+++ Vorliegende Einträge

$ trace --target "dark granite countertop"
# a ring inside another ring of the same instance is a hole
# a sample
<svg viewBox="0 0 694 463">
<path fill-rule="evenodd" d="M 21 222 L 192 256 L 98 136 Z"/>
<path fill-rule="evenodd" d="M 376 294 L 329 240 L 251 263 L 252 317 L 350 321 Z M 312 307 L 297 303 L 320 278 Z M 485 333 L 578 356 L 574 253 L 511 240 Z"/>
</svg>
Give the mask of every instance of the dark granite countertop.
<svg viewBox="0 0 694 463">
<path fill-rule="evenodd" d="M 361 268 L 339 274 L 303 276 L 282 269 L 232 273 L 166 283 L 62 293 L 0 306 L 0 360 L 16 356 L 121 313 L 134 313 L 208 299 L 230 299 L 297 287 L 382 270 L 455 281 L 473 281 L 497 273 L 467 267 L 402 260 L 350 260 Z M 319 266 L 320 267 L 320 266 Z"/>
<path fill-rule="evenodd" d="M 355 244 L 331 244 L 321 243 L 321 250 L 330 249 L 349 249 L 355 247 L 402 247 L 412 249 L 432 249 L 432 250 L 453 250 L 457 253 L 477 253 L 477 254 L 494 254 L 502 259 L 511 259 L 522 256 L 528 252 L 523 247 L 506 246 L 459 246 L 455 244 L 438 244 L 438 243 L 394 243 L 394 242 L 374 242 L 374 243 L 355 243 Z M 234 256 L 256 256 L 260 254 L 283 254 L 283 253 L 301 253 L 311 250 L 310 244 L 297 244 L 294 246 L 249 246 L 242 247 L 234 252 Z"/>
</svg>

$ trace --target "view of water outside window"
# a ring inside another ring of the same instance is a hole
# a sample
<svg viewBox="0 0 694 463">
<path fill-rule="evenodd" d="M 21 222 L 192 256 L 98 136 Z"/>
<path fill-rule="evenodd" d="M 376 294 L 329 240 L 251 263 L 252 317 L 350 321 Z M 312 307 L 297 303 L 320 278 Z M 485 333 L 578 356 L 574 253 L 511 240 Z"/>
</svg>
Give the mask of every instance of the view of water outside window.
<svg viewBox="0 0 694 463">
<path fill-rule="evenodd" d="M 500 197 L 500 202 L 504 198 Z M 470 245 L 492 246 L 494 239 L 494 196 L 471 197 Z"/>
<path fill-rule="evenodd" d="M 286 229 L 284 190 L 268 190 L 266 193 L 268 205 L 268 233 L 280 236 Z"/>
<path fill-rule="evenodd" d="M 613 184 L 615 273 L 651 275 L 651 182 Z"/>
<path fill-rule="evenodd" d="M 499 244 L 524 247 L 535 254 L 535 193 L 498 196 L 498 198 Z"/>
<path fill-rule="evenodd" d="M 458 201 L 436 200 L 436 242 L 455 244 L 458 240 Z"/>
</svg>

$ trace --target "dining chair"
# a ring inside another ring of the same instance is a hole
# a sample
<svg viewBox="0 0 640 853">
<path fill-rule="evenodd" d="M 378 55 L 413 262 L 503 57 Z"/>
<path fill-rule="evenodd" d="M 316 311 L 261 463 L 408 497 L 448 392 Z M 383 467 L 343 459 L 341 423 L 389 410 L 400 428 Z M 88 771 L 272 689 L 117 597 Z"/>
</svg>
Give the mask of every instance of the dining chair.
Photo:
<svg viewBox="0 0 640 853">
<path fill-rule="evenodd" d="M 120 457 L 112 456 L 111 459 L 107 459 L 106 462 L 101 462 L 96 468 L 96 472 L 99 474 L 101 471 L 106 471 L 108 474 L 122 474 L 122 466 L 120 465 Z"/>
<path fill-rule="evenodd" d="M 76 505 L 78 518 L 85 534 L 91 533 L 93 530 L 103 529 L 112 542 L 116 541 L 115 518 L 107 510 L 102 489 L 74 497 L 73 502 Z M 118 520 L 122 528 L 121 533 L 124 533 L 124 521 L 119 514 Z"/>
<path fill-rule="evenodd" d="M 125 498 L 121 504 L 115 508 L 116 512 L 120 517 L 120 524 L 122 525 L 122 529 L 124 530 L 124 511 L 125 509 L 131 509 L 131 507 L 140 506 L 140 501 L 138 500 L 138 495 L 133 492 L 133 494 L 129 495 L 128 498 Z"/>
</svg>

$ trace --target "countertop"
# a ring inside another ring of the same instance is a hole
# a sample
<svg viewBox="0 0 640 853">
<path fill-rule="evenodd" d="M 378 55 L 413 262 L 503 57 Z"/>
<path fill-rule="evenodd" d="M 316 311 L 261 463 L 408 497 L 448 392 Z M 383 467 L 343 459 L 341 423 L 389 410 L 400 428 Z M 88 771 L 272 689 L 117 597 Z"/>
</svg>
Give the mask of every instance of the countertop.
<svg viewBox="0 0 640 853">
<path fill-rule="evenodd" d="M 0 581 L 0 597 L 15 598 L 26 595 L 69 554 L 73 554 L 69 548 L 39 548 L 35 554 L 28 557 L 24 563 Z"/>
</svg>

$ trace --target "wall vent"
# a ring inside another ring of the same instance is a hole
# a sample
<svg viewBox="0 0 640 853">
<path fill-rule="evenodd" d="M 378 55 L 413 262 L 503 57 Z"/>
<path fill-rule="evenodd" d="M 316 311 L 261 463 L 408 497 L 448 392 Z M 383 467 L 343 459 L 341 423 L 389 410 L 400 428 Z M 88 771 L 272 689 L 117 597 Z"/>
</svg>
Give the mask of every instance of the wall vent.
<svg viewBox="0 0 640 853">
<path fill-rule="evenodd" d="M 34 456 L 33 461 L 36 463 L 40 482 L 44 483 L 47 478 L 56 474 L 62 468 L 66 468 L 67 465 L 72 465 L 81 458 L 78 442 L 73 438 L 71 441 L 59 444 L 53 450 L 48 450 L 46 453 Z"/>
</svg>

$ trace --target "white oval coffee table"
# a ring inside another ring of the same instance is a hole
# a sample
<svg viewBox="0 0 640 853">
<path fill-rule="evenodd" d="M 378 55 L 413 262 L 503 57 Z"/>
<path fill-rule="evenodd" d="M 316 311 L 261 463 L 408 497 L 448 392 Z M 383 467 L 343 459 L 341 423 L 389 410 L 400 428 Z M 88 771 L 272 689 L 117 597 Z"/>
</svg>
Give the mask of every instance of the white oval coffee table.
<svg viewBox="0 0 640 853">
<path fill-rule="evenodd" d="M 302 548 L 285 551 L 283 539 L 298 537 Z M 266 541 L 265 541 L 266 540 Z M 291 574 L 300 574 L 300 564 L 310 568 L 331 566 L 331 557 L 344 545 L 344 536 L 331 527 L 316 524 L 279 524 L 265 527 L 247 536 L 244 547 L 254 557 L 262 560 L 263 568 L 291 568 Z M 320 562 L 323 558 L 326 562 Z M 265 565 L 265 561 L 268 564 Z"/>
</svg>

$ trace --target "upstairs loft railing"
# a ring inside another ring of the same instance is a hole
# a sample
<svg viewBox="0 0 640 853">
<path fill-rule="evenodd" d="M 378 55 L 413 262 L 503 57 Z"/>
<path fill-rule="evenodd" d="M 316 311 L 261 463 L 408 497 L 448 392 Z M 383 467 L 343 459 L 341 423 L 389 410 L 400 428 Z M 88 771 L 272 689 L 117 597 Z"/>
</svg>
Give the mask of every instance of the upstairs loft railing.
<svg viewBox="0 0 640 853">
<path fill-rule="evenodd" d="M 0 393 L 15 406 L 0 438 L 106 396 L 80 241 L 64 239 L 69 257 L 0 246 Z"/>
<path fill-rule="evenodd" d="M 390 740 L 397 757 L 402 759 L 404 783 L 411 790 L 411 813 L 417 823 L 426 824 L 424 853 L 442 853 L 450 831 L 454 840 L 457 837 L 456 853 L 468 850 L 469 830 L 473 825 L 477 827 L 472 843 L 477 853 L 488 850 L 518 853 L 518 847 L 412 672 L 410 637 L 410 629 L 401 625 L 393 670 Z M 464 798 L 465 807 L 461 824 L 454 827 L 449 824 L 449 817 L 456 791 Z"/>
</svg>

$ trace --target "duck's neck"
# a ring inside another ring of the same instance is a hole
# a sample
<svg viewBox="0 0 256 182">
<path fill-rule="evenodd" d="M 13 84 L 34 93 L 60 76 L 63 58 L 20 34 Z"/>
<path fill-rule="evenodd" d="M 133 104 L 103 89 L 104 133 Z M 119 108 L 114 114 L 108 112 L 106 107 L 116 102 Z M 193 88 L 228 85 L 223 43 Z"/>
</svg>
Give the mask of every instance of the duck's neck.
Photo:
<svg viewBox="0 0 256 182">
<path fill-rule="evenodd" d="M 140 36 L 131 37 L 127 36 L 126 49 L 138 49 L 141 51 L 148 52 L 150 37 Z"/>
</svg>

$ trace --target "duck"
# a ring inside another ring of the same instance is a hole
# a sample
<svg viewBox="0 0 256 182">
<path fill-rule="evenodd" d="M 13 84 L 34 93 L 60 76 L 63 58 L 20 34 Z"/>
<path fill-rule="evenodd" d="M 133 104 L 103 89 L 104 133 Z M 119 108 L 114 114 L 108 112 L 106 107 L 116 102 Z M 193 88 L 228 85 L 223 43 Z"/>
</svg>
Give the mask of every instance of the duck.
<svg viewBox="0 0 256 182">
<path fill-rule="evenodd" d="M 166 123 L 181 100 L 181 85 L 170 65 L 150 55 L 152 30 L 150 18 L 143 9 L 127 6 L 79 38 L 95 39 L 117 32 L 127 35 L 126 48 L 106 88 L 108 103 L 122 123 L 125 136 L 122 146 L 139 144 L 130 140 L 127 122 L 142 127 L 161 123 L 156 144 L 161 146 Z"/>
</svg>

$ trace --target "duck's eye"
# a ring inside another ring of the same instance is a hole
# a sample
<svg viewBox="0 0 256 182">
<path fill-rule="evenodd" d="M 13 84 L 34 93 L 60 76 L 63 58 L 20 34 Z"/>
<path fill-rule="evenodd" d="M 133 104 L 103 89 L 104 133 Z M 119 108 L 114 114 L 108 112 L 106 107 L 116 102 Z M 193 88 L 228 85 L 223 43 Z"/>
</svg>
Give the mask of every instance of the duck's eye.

++++++

• Aufgabenstellung
Führe jede Zeile der Einträge auf, in der das Wort „granite“ vorkommt.

• Ergebnis
$ trace --target "dark granite countertop"
Give the mask of every instance of the dark granite countertop.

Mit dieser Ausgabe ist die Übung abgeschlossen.